Le salaire de la peur
Dans ce contexte finissant du "travailler plus pour gagner plus", deux amis attablés s'entretiennent au mileu de
regards inquisiteurs :
- 18 heures par semaine ??? Tu veux rire ? Qui refuserait de travailler si pe u pour un aussi bon salaire ?
- Ne sois pas cynique, veux-tu ? Et tenons compte du contexte de l'après-guerre puisque ce volume horaire a été fixé par un décret datant de 1950
qui estimait qu'une heure d'enseignement nécessitait une heure et trente minutes de travail préalable.
- Une heure trente pour faire des photocopies et préparer ton cartable, c'est exagéré, non ?
- Préparer... les cours !!! Evaluer les élèves ! Actualiser les connaissances disciplinaires requises pour exercer ! Je t'épargne, évidemment, le
temps consacré aux réunions et autres concertations entre collègues ou entre l'administration et le corps enseignant. En comptant bien, cela fait 18 fois 2h30, soit 45 heures hebdomadaires !
Faut-il te rappeler qu'à l'époque, la durée hebdomadaire légale de travail était de 40 heures ?

CONSIGNE: Dans le texte sur le temps de travail des enseignants, recopiez le passage qui commence à "Le salaire de" et se termine à "de travail préalable." en substituant "arrêté" à "décret".

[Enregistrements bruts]
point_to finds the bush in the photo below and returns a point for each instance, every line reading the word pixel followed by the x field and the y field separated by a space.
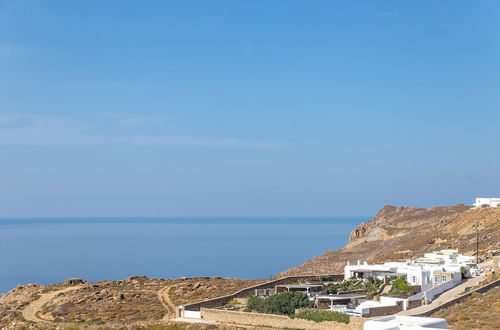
pixel 318 315
pixel 282 304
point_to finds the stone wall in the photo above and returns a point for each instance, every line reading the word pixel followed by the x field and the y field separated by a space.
pixel 482 289
pixel 275 321
pixel 414 303
pixel 220 301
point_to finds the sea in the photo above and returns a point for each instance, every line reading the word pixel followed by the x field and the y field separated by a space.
pixel 48 251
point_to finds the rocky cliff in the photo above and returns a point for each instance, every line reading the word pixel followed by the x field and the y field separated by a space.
pixel 399 233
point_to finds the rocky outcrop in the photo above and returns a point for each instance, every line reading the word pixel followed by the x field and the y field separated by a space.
pixel 399 233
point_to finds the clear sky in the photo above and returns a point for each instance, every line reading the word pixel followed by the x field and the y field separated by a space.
pixel 251 108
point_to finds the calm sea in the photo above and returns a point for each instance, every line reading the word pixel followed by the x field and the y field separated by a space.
pixel 50 250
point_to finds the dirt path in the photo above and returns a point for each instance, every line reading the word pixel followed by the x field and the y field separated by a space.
pixel 29 312
pixel 170 308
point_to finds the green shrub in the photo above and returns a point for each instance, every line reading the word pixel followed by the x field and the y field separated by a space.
pixel 318 315
pixel 282 304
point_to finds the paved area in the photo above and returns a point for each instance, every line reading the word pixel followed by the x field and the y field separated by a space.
pixel 188 320
pixel 445 296
pixel 164 296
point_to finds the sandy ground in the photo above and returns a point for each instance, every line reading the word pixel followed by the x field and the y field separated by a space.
pixel 29 312
pixel 445 296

CORRIGÉ:
Le salaire de la peur
Dans ce contexte finissant du "travailler plus pour gagner plus", deux amis attablés s'entretiennent au mileu de
regards inquisiteurs :
- 18 heures par semaine ??? Tu veux rire ? Qui refuserait de travailler si pe u pour un aussi bon salaire ?
- Ne sois pas cynique, veux-tu ? Et tenons compte du contexte de l'après-guerre puisque ce volume horaire a été fixé par un arrêté datant de 1950
qui estimait qu'une heure d'enseignement nécessitait une heure et trente minutes de travail préalable.